§ **Task directions**: A faithful copy of each record is required, minus the images.

§ **Input data**:
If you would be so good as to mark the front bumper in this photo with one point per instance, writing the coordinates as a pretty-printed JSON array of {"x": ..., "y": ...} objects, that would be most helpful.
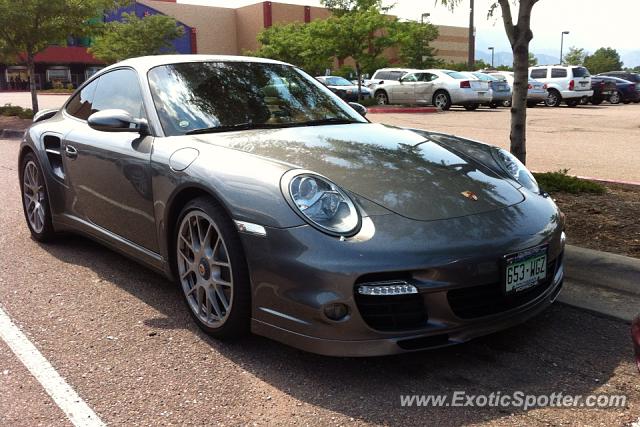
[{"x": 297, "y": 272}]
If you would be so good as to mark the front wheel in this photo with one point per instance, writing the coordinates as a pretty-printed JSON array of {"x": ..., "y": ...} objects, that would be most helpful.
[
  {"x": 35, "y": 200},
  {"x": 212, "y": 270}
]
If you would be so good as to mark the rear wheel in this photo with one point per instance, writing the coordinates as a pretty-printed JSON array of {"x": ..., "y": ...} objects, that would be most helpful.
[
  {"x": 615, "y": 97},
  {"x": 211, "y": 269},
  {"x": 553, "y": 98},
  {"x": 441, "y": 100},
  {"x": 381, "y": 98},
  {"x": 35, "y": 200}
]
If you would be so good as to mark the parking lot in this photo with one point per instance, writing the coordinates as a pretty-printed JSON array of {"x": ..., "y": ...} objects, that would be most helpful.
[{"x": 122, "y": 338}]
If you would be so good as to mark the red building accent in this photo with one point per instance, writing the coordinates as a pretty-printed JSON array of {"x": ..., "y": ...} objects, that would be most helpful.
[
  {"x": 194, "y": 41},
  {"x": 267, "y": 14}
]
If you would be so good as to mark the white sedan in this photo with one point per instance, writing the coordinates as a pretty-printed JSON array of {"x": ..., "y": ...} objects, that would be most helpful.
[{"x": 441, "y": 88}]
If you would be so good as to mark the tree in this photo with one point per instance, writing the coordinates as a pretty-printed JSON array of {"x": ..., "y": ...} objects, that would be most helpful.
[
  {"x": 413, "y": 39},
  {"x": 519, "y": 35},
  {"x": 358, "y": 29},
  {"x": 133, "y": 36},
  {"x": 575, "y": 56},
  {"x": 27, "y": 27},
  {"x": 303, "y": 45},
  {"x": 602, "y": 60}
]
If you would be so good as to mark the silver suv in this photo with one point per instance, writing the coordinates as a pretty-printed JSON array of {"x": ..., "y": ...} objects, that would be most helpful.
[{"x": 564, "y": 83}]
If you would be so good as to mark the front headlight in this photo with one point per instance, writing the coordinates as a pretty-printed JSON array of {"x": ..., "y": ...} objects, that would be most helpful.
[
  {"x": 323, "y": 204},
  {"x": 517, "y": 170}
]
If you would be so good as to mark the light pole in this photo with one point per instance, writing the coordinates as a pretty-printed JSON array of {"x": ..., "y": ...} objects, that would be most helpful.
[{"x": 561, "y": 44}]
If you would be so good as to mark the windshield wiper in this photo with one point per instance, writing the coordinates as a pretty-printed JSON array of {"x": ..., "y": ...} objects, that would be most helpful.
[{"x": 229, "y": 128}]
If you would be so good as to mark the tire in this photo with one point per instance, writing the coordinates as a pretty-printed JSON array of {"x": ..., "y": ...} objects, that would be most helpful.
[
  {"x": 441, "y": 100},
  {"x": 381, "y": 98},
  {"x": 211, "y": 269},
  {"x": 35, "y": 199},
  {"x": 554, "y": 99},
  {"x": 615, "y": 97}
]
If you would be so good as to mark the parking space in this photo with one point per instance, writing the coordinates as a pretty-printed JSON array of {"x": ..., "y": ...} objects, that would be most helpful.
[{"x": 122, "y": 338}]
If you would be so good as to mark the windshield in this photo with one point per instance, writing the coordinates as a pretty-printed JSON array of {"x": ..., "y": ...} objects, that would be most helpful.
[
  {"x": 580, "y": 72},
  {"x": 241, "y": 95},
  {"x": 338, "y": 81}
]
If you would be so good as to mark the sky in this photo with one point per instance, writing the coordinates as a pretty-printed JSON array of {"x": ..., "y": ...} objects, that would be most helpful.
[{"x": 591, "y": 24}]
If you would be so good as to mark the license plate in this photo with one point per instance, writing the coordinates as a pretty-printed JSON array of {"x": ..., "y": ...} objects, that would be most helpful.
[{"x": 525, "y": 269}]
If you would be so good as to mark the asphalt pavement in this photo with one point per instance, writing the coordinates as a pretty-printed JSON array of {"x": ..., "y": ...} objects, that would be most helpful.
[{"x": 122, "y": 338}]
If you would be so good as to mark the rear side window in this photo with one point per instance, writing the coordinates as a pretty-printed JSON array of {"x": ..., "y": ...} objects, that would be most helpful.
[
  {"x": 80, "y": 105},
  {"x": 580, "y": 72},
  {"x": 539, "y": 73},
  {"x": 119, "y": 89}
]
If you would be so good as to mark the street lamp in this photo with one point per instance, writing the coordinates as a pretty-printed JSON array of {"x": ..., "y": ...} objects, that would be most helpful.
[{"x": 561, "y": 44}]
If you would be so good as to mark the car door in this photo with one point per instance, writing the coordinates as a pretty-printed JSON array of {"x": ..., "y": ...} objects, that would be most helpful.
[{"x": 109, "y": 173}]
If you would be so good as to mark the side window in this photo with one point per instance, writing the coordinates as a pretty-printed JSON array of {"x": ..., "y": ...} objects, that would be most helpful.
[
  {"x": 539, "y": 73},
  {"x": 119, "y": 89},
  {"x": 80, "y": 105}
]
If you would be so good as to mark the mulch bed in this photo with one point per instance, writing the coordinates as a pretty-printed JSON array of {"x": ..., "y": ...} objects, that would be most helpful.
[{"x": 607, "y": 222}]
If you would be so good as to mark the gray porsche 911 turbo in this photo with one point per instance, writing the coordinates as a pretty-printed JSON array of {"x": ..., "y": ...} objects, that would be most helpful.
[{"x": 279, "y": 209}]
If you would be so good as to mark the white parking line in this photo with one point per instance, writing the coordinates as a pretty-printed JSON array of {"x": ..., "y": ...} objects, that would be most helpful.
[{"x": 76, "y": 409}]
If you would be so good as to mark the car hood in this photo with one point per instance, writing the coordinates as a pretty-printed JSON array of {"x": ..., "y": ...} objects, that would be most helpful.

§ **Task result**:
If you would be so good as to mark the front bumper in this photo with one point per instance, writing the coordinates as a pretty-printed JSON array of {"x": ..., "y": ...} objects, that would be most helpful.
[{"x": 297, "y": 272}]
If you would be so good as to mark the front wheel in this photo with one point per instance, writing the coordinates as a pretty-printed JSON array of {"x": ..., "y": ...} objects, that would be most helpful.
[
  {"x": 35, "y": 200},
  {"x": 212, "y": 270}
]
If you would be so good as to mark the rear wheel in this photo with one point per instance, writing the coordinates as a pretty-printed JSON array of {"x": ..., "y": ...} objects, that would be most helpful.
[
  {"x": 615, "y": 97},
  {"x": 211, "y": 269},
  {"x": 553, "y": 98},
  {"x": 441, "y": 100},
  {"x": 381, "y": 98},
  {"x": 35, "y": 200}
]
If you would be so good as to mark the parking lot in this photo with one point per instance, writing the coordinates as a pretty-printed JSON array of {"x": ..., "y": ...} objects, that would be most helpful.
[{"x": 122, "y": 338}]
If you would be so good as to mark the red building accent in this photo with one point per instance, writing the coordinates as a pretty-printed JSON array of {"x": ..., "y": ...} objects, that would be most helpful.
[
  {"x": 194, "y": 41},
  {"x": 267, "y": 14}
]
If you would be so good as to mark the white sedan in this photo with one point per instance, writing the coordinates as a pretty-printed JSON array of {"x": ..., "y": ...} objects, that would be most helpful.
[{"x": 441, "y": 88}]
If you would be so good as to mark the tree in this photo with one point per instance, writing the coordinates as a pretty-printed JSON array of {"x": ..., "y": ...} objects, that would be most helpful.
[
  {"x": 413, "y": 39},
  {"x": 519, "y": 35},
  {"x": 358, "y": 29},
  {"x": 133, "y": 36},
  {"x": 575, "y": 56},
  {"x": 27, "y": 27},
  {"x": 303, "y": 45},
  {"x": 602, "y": 60}
]
If you would be so good as to mark the silver suv in this photo with one point per instance, writing the coordinates as a pretty-printed JSON array of {"x": ..., "y": ...} objects, that would be most helpful.
[{"x": 564, "y": 83}]
If you would be so good as to mark the front headlight in this photo with one point per instance, writing the coordinates as a pretty-printed JSON array of {"x": ..., "y": ...} objects, that would be most helpful.
[
  {"x": 323, "y": 204},
  {"x": 517, "y": 170}
]
If you would be so good as to mark the light pole in this photo with one point per instance, writing the coordinates as a pretty-printed JSON array of {"x": ..., "y": ...} objects, that would be most helpful.
[{"x": 561, "y": 44}]
If you would be so good as to mark the windshield wiper in this photo with one point per instance, writing the coordinates as a pretty-printed JSON array of {"x": ..., "y": ...} objects, that would be most helpful.
[{"x": 229, "y": 128}]
If you would be so good as to mark the tire in this photo with one point per instance, writing the coordinates as a pretty-printed JSON array of {"x": ..., "y": ...} objects, that would be most helpful.
[
  {"x": 441, "y": 100},
  {"x": 381, "y": 98},
  {"x": 211, "y": 269},
  {"x": 35, "y": 199},
  {"x": 554, "y": 99},
  {"x": 615, "y": 97}
]
If you would be so good as to mark the parking space in this photo with one point per instance, writing the coordinates as a pretty-printed JSON array of {"x": ..., "y": ...} objects, that would be most helpful.
[{"x": 122, "y": 338}]
If you would be so good as to mark the windshield in this photo with one point per instance, writing the coordinates as a pretty-printed JSON array of {"x": ..., "y": ...} objects, that would be most helpful.
[
  {"x": 580, "y": 72},
  {"x": 241, "y": 95},
  {"x": 338, "y": 81}
]
If you would be so good as to mark the sky in this photo with one point per instance, writing the coordinates as a pretty-printed JSON array of {"x": ..., "y": ...} objects, that would be most helpful.
[{"x": 591, "y": 24}]
If you would be so good as to mark the license plate in this photo with one point per instance, writing the coordinates as a pretty-printed JSON array of {"x": ..., "y": ...} objects, that would be most helpful.
[{"x": 525, "y": 269}]
If you would be so good as to mark the asphalt pavement in this photo with one point per instance, writing the coordinates as a pretty-printed JSON array of {"x": ..., "y": ...} objects, that would be most helpful.
[{"x": 122, "y": 338}]
If you would be so good as to mark the rear side window in this photo with one point per instance, writing the coordinates as a pretty-printed JSON array of {"x": ..., "y": ...} objects, that would be most helpful.
[
  {"x": 80, "y": 105},
  {"x": 580, "y": 72},
  {"x": 539, "y": 73},
  {"x": 119, "y": 89}
]
If you would be so good as to mark the street lamp in this photo with one point per instance, writing the coordinates as a pretty-printed JSON array of {"x": ..., "y": ...} objects, that would be most helpful.
[{"x": 561, "y": 44}]
If you would be so good as to mark the car door in this photo with one point per instance, writing the coordinates as a pretty-printed JSON array of {"x": ..., "y": ...} objects, that would be most helpful.
[{"x": 109, "y": 173}]
If you would be so good as to mark the side window in this photo with one point per instance, writing the coordinates as a pretty-printed JSON array of {"x": ..., "y": ...} objects, that would be most helpful.
[
  {"x": 539, "y": 73},
  {"x": 119, "y": 89},
  {"x": 80, "y": 105}
]
If you would be so good as to mark the mulch bed in this photo with one point per instance, writing the coordinates as a pretty-printed JSON array of {"x": ..., "y": ...} objects, that would be most helpful.
[{"x": 607, "y": 222}]
If you would be so good as to mark the gray porsche 911 turbo in this photo with one point per instance, writing the coordinates as a pretty-printed JSON array of {"x": ..., "y": ...} objects, that would be most helpful.
[{"x": 279, "y": 209}]
If you would be so good as to mark the white parking line in this photo with one point per instance, writing the coordinates as a pretty-printed JSON array of {"x": ..., "y": ...} objects, that would be most helpful.
[{"x": 76, "y": 409}]
If you would be so good as to mark the car hood in this photo with one point per instance, writing the coordinates as a pretty-printed JSON array of {"x": ..., "y": ...} objects, that would be most helpful.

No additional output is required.